══ RECORDS PROVIDED ══

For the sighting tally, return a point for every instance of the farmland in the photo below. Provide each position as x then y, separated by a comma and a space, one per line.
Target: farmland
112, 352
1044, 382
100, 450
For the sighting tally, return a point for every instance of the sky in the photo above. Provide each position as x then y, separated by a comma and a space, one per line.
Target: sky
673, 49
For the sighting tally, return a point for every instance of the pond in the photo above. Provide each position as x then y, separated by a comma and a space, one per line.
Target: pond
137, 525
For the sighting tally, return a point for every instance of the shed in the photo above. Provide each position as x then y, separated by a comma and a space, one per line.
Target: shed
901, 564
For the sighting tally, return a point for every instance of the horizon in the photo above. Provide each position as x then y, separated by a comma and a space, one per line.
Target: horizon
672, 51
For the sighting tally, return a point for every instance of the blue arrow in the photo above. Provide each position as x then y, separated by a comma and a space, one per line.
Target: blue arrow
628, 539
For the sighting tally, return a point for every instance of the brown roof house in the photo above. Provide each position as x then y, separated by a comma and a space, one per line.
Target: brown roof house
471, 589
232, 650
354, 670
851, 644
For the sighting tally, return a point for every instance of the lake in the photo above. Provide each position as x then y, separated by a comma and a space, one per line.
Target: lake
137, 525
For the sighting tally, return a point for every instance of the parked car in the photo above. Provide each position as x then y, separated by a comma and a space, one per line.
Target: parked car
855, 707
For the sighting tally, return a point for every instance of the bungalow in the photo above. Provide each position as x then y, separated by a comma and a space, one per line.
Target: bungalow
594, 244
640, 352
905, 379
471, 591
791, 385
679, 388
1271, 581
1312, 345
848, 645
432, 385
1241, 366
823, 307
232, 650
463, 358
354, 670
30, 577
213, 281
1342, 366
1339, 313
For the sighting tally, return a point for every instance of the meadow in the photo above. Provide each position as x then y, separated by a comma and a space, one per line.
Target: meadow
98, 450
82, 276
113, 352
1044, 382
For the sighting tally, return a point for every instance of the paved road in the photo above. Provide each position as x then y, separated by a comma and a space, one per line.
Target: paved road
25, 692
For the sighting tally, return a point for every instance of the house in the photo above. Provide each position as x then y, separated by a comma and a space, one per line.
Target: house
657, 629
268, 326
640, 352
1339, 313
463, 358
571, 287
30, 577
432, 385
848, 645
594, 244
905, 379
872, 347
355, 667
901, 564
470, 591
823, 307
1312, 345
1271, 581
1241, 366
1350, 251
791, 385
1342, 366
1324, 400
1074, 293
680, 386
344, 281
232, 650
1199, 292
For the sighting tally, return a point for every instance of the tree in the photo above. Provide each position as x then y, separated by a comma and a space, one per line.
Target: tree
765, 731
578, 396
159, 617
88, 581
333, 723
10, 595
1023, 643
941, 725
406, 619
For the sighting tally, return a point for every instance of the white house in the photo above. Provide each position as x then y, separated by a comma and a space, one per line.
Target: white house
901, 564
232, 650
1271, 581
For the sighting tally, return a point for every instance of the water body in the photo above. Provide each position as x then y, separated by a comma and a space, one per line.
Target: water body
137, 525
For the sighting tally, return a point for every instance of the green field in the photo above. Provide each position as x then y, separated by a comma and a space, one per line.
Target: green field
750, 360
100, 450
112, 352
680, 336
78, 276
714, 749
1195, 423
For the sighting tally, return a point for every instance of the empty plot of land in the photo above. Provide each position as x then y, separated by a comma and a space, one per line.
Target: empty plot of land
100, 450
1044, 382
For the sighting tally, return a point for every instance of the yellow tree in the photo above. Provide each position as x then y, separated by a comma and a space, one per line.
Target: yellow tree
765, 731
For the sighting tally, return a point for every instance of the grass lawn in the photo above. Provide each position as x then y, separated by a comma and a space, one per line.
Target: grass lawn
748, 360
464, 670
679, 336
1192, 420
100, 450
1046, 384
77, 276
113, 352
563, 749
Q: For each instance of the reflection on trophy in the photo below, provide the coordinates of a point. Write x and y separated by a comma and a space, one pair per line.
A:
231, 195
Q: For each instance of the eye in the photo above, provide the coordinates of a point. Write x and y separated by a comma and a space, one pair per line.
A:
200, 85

═══

Looking at the entries above, count each line in which the word "Write" occurs, then give the total and nothing further.

2